Each line of the data must be copied exactly.

Free-text object descriptions
"""

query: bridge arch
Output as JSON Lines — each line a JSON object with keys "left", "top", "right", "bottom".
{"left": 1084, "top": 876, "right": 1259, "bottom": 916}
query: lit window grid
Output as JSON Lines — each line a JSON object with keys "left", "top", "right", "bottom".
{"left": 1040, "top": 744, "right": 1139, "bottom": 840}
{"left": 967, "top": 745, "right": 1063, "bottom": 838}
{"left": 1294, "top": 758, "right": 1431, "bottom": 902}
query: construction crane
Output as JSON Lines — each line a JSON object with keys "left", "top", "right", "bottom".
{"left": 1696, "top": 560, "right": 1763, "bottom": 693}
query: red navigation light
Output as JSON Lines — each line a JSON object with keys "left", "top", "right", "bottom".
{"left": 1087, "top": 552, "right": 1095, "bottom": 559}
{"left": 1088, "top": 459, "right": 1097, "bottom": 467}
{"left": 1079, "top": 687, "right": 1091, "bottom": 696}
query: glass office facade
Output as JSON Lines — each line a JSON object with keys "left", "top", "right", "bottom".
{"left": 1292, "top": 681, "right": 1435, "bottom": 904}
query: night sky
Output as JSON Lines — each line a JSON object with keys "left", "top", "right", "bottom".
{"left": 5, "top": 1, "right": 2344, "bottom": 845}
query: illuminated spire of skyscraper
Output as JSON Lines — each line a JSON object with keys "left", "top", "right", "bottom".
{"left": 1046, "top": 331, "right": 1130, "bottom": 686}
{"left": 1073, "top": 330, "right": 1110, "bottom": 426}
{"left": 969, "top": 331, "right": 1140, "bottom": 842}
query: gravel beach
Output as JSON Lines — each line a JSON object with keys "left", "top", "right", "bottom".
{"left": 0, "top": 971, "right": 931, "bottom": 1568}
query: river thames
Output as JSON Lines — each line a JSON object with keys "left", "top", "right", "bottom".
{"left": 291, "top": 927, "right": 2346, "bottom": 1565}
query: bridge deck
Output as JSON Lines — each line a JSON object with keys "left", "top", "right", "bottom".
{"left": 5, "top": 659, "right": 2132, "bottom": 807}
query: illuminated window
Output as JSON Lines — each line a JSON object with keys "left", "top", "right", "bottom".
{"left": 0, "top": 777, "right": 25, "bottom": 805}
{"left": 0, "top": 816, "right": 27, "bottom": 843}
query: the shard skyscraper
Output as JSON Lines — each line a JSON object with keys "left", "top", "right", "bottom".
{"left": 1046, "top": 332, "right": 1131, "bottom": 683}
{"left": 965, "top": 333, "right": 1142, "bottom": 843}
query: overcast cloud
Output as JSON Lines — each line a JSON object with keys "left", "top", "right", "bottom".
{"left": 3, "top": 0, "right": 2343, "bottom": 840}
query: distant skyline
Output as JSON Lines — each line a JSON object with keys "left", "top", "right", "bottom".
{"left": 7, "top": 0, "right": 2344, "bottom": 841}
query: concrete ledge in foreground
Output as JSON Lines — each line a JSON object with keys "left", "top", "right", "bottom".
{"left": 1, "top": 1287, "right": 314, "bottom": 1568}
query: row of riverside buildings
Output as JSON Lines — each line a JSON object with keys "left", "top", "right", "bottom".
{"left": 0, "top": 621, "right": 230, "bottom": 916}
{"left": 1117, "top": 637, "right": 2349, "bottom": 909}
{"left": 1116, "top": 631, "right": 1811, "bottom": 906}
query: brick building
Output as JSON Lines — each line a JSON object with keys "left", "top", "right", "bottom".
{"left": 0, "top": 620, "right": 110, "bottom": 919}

"""

### ANSWER BOX
query: bridge arch
Output as JSON Lines — each line a JSON object with keys "left", "top", "right", "bottom".
{"left": 1084, "top": 876, "right": 1259, "bottom": 916}
query: lit window grid
Output as JSON Lines — each line a JSON object with keys "left", "top", "right", "bottom".
{"left": 1040, "top": 744, "right": 1139, "bottom": 840}
{"left": 967, "top": 745, "right": 1063, "bottom": 838}
{"left": 1294, "top": 758, "right": 1431, "bottom": 902}
query: construction crane
Output as JSON Lines — each line a JSON object with keys "left", "top", "right", "bottom".
{"left": 1696, "top": 560, "right": 1763, "bottom": 693}
query: red navigation light
Output as JSON Lines — each line a JSON object with keys "left", "top", "right", "bottom".
{"left": 1087, "top": 552, "right": 1095, "bottom": 559}
{"left": 1088, "top": 459, "right": 1097, "bottom": 467}
{"left": 1079, "top": 687, "right": 1091, "bottom": 696}
query: glass office facade
Output as JSON Lines — each line a JSON object with keys "left", "top", "right", "bottom".
{"left": 1292, "top": 681, "right": 1435, "bottom": 904}
query: night sky
Output as JSON Lines — each line a JSON object with keys "left", "top", "right", "bottom".
{"left": 5, "top": 1, "right": 2344, "bottom": 845}
query: illuminated spire of skyscraper
Output as JSON Lines — each line a JSON object with keys "left", "top", "right", "bottom".
{"left": 1046, "top": 331, "right": 1130, "bottom": 686}
{"left": 1073, "top": 330, "right": 1110, "bottom": 426}
{"left": 969, "top": 331, "right": 1140, "bottom": 842}
query: gravel beach
Output as JSON Lines — each line a JSON object with keys "left", "top", "right", "bottom".
{"left": 0, "top": 971, "right": 931, "bottom": 1568}
query: river thames
Output as JSON Lines — each line a JSON object with keys "left", "top", "right", "bottom".
{"left": 291, "top": 927, "right": 2346, "bottom": 1565}
query: bridge deck
Output as JSON Lines — each line a JSON object with keys "left", "top", "right", "bottom".
{"left": 5, "top": 659, "right": 2132, "bottom": 807}
query: illuminated window
Output as JSON Lines — each line a JSON object with keys "left", "top", "right", "bottom".
{"left": 0, "top": 777, "right": 25, "bottom": 805}
{"left": 0, "top": 816, "right": 27, "bottom": 843}
query: the shard skyscraper
Output as JSON Lines — each line a JSON object with keys "left", "top", "right", "bottom".
{"left": 1046, "top": 332, "right": 1131, "bottom": 683}
{"left": 965, "top": 333, "right": 1142, "bottom": 843}
query: overcast cloud
Output as JSON Lines — each line a JSON object with keys "left", "top", "right", "bottom".
{"left": 3, "top": 0, "right": 2343, "bottom": 840}
query: distant skyline
Output as JSON Lines — each line a JSON object with keys "left", "top", "right", "bottom".
{"left": 7, "top": 0, "right": 2344, "bottom": 841}
query: concrete ledge in foreground
Output as JSON Lines — each line a JSON object with keys "left", "top", "right", "bottom".
{"left": 1, "top": 1287, "right": 314, "bottom": 1568}
query: row of riverside buildings
Output as JSON Lines — each line a JSON object with keys "left", "top", "right", "bottom".
{"left": 0, "top": 621, "right": 230, "bottom": 916}
{"left": 1117, "top": 637, "right": 2349, "bottom": 909}
{"left": 1116, "top": 631, "right": 1811, "bottom": 906}
query: brick building
Output as JSON Lines — each line a JSON object with keys "left", "top", "right", "bottom".
{"left": 0, "top": 620, "right": 110, "bottom": 919}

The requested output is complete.